## begin Article

To all those who just joined us welcome. This is the last of the ten part series, and it’s been fun. Feel free to add comments to the posts. If you’re looking for the email that began this series, please check Is fiction a type of fabrication part 1. It’s under the label as Fiction Debate, to make things easier for you.

As with all writing there is a time when things go back full circle. As anyone who writes, you complete your manuscript send it out (hopefully!) and get it published. Then what comes next? In a way it’s easy.

You’re a published author it might be your first book or it might be your tenth… you go out and market your book, author signing, public speaking, get the word out for the book. Some authors love this and other want to go back to the thing they love. Writing.

To me it makes sense that you need to write all the time, and build on the book that you’ve worked so hard on. In a sense once the fiction book is out of your hands, it goes to the reader and becomes their book. What is an author to do?

For me there is one idea, that unless you get about a billion dollars on your book, and only wanted the money, than the best part doesn’t apply, write a new book.

I think that Journaling out a new fiction book is what helps me the best, I draw and doodle a place or time or event. Then I write it out: The place the people, the main characters. I think I journal more in the earlier stages of a book than in the later stages.

## end Article

- Work to do:
1. The blog post on what a writer does after publishing mentions the email that started the series. Why does the post say that email is filed under the label Fiction Debate?
2. Pick up the blog post about what a writer does after a book is published, beginning right after its final sentence.

## begin Given information

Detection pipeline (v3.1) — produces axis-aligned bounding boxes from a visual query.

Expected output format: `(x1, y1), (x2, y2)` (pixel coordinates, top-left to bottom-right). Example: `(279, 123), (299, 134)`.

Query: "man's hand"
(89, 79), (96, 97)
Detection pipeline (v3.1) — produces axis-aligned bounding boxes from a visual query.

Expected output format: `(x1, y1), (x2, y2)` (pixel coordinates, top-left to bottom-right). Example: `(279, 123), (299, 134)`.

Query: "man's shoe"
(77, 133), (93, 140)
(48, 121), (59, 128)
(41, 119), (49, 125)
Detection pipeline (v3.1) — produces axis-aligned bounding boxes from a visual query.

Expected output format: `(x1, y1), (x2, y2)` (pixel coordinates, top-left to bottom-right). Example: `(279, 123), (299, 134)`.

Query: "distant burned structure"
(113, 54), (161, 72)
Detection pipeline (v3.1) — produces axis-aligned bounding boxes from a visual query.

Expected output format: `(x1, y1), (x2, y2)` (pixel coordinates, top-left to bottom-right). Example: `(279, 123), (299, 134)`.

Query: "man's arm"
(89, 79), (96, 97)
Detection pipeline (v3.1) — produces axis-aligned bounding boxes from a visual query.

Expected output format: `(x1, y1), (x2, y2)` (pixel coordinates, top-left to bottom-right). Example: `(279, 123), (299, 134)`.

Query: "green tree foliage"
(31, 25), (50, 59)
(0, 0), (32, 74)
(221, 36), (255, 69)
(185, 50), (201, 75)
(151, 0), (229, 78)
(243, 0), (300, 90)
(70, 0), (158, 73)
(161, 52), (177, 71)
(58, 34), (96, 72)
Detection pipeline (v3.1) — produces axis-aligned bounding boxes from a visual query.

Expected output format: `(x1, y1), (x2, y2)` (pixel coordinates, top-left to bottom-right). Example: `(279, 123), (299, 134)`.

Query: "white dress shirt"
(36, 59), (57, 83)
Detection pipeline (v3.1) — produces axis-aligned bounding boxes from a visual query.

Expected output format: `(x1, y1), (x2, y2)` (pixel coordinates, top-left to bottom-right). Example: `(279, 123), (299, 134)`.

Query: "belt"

## end Given information

- Answers to the tasks:
1. It is filed under that label to make the email easier to find for readers who are looking for the start of the series.

2.
Then it is down to the draft and the writing, I write long hand, on paper and then on the computer. Once again it will be back for editing and then to publication. It’s back to the start after this again.

Don’t think that fiction doesn’t require work or thinking by both reader and writer? I’ll simply say: Think again.

My question for today is: Of all the things you need to do with fiction to make a book, what is your favorite part?

After all this I’ll send you off to my other blog… to see what topic my non-fiction is about

2 Comments

  • PrettySiren

    For me, writing the very first draft is my favorite part. The ideas are still fresh and new in my head — it’s just very exciting.

    Like you, I also draw scenes and characters out. In the series I’m working on, I know every detail about my characters lives. They’ve been with me five years now, and they really have personalities of their own.